▶ [Task objective]:
Convert each line of the items below into a JSON list of strings, with one string per line and no blank lines. Omit the pictures from the answer.

▶ [Detection annotation records]:
--------------------------------------------------

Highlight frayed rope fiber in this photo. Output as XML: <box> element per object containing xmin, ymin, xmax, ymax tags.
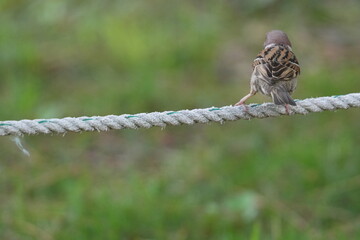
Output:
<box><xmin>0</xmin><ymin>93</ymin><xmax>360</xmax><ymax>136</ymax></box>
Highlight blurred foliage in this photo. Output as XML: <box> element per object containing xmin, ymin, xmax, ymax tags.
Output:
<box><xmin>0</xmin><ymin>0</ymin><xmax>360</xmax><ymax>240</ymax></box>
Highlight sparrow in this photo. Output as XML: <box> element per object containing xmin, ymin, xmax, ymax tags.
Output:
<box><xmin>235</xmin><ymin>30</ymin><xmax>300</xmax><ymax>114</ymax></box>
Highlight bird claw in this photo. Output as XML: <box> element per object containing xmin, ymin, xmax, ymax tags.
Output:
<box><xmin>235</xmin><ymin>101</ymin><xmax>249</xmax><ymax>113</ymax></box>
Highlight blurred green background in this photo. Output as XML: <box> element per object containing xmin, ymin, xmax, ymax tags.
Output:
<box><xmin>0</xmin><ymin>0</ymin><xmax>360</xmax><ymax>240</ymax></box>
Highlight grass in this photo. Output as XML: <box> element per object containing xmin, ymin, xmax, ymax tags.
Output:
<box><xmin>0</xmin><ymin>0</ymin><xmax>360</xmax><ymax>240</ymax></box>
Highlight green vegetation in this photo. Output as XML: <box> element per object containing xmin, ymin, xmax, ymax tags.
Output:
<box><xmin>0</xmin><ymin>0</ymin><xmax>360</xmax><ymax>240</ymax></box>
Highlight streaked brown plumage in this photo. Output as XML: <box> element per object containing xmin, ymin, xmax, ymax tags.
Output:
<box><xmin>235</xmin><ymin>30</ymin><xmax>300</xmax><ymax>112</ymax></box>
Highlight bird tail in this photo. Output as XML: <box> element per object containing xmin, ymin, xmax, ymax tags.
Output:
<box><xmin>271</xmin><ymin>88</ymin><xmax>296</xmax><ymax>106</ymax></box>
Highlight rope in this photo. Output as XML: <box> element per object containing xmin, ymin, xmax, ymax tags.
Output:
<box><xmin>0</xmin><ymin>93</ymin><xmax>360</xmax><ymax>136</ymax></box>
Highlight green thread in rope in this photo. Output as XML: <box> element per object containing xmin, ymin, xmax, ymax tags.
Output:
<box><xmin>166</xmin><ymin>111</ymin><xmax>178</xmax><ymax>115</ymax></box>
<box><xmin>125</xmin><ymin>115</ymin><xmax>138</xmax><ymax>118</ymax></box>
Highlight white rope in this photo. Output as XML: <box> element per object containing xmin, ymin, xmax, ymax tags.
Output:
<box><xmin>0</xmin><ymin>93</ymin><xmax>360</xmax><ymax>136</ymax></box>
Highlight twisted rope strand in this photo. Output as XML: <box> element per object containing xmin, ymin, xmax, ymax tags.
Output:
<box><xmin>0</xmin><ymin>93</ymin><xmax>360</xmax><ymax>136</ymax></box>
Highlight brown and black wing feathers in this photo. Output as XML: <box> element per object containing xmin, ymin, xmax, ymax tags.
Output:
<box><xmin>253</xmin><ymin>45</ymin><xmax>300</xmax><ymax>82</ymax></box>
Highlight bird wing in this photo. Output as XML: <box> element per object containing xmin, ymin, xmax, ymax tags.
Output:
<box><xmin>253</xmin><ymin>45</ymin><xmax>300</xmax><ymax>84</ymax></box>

--------------------------------------------------

▶ [Final result]:
[
  "Highlight frayed rope fiber in this photo. Output as XML: <box> element per object containing xmin, ymin, xmax, ymax tags.",
  "Output:",
  "<box><xmin>0</xmin><ymin>93</ymin><xmax>360</xmax><ymax>136</ymax></box>",
  "Highlight blurred foliage in this photo. Output as XML: <box> element per object containing xmin, ymin, xmax, ymax tags.",
  "Output:",
  "<box><xmin>0</xmin><ymin>0</ymin><xmax>360</xmax><ymax>240</ymax></box>",
  "Highlight sparrow in this photo. Output as XML: <box> element per object containing xmin, ymin, xmax, ymax tags.",
  "Output:",
  "<box><xmin>235</xmin><ymin>30</ymin><xmax>300</xmax><ymax>114</ymax></box>",
  "Highlight bird claw in this photo. Output as XML: <box> element per object containing xmin, ymin, xmax, ymax tags.",
  "Output:",
  "<box><xmin>235</xmin><ymin>101</ymin><xmax>249</xmax><ymax>113</ymax></box>",
  "Highlight blurred green background in this photo. Output as XML: <box> element per object containing xmin, ymin, xmax, ymax tags.",
  "Output:",
  "<box><xmin>0</xmin><ymin>0</ymin><xmax>360</xmax><ymax>240</ymax></box>",
  "Highlight grass in this photo. Output as XML: <box> element per object containing xmin, ymin, xmax, ymax tags.",
  "Output:",
  "<box><xmin>0</xmin><ymin>0</ymin><xmax>360</xmax><ymax>240</ymax></box>",
  "Highlight green vegetation in this photo. Output as XML: <box> element per object containing xmin, ymin, xmax, ymax tags.",
  "Output:",
  "<box><xmin>0</xmin><ymin>0</ymin><xmax>360</xmax><ymax>240</ymax></box>",
  "Highlight streaked brown plumage in this photo. Output as XML: <box> element per object containing xmin, ymin, xmax, ymax tags.",
  "Output:",
  "<box><xmin>235</xmin><ymin>30</ymin><xmax>300</xmax><ymax>112</ymax></box>",
  "Highlight bird tail in this photo. Output as XML: <box> element per object containing xmin, ymin, xmax, ymax tags.",
  "Output:",
  "<box><xmin>271</xmin><ymin>88</ymin><xmax>296</xmax><ymax>106</ymax></box>",
  "Highlight rope in this photo. Output as XML: <box> element per object containing xmin, ymin, xmax, ymax tags.",
  "Output:",
  "<box><xmin>0</xmin><ymin>93</ymin><xmax>360</xmax><ymax>136</ymax></box>",
  "Highlight green thread in rope in this photo. Output as XML: <box> element per object containing xmin, ymin, xmax, ymax tags.",
  "Output:",
  "<box><xmin>166</xmin><ymin>111</ymin><xmax>178</xmax><ymax>115</ymax></box>",
  "<box><xmin>125</xmin><ymin>115</ymin><xmax>138</xmax><ymax>118</ymax></box>",
  "Highlight white rope in this photo. Output as XML: <box> element per object containing xmin, ymin, xmax, ymax tags.",
  "Output:",
  "<box><xmin>0</xmin><ymin>93</ymin><xmax>360</xmax><ymax>136</ymax></box>",
  "Highlight twisted rope strand in this photo. Output as XML: <box> element per object containing xmin, ymin, xmax, ymax tags.",
  "Output:",
  "<box><xmin>0</xmin><ymin>93</ymin><xmax>360</xmax><ymax>136</ymax></box>",
  "Highlight brown and black wing feathers in this photo. Output as XML: <box> element per object containing xmin, ymin, xmax, ymax tags.",
  "Output:",
  "<box><xmin>253</xmin><ymin>45</ymin><xmax>300</xmax><ymax>82</ymax></box>",
  "Highlight bird wing in this photo. Output as XML: <box> element per object containing xmin, ymin, xmax, ymax tags.",
  "Output:",
  "<box><xmin>253</xmin><ymin>45</ymin><xmax>300</xmax><ymax>84</ymax></box>"
]